### Tugas yang Diminta:
Tuliskan kembali sebagian berita tentang pembatalan remisi pembunuh jurnalis tanpa mengubah satu kata pun, mulai dari bagian yang memuat "eQuator.co.id – Surabaya-RK." dan berhenti setelah "Grand City, Surabaya.".

### Kutipan untuk Dibaca:
------------------------------------------------------------

Jokowi Revisi Remisi Pembunuh Jurnalis

TOLAK REMISI. Puluhan jurnalis dari berbagai daerah di Surabaya dan sekitarnya mengadakan aksi simpatik tolak remisi pembunuh jurnalis bertepatan dengan Hari Pers Nasional, Sabtu (9/2). Dipta Wahyu Pramoto/Jawa Pos

eQuator.co.id – Surabaya-RK. Setelah mendapat kritikan dan desakan dari berbagai pihak, Presiden Joko Widodo akhirnya meneken pembatalan remisi yang diberikan terhadap I Nyoman Susrama, terpidana pembunuh berencana wartawan Radar Bali (Jawa Pos Group), AA Gde Bagus Narendra Prabangsa. Ihwal adanya hal ini dikatakan Jokowi usai menghadiri puncak Peringatan Hari Pers Nasional (HPN) di Grand City, Surabaya.

Momen itu terjadi di sela-sela Presiden Jokowi bersalaman dengan para peserta yang hadir dalam perhelatan tersebut. Saat itu Pemimpin Redaksi Jawa Pos Koran, Abdul Rokhim menanyakan ke Presiden Jokowi mengenai remisi yang didapat oleh Susrama.‎ Terpidana pembunuh AA Gde Bagus Narendra Prabangsa.

“Pak Jokowi, kami masih menagih revisi remisi pembunuh Prabangsa Pak,” tanya Abdul Rokhim ke Presiden Jokowi‎ di lokasi, Sabtu (9/2).‎‎

Dengan senyuman, Jokowi pun menimpali pertanyaan itu, bahwa dirinya telah meneken Kepres pembatalan remisi yang didapat Susrama. “Sudah-sudah saya tanda tangani,” timpal Jokowi sambil tersenyum kecil.

Langsung saja momen tersebut membuat bahagia Abdul Rokhim. Karena di puncak Hari Persa Nasional, Sursuma tidak jadi mendapat remisi. “Terima kasih Pak Jokowi, Redaksi Jawa Pos Pak, terima kasih,” kata Abdul Rokhim.

Sementara itu, istri almarhum Prabangsa, Anak Agung (AA) Sagung Mas Prihantini mengucap syukur atas pencabutan remisi Susrama. Sagung sebelumnya pernah mengirim surat untuk Presiden Jokowi agar mencabut remisi tersebut. ”Sangat bersyukur, berkat Tuhan bagi kami,” kata Sagung saat dihubungi Jawa Pos.

------------------------------------------------------------

### Cuplikan Data:

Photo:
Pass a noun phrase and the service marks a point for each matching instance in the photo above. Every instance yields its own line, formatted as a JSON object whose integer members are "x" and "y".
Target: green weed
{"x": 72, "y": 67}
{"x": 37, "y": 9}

------------------------------------------------------------

### Hasil Lengkap:
eQuator.co.id – Surabaya-RK. Setelah mendapat kritikan dan desakan dari berbagai pihak, Presiden Joko Widodo akhirnya meneken pembatalan remisi yang diberikan terhadap I Nyoman Susrama, terpidana pembunuh berencana wartawan Radar Bali (Jawa Pos Group), AA Gde Bagus Narendra Prabangsa. Ihwal adanya hal ini dikatakan Jokowi usai menghadiri puncak Peringatan Hari Pers Nasional (HPN) di Grand City, Surabaya.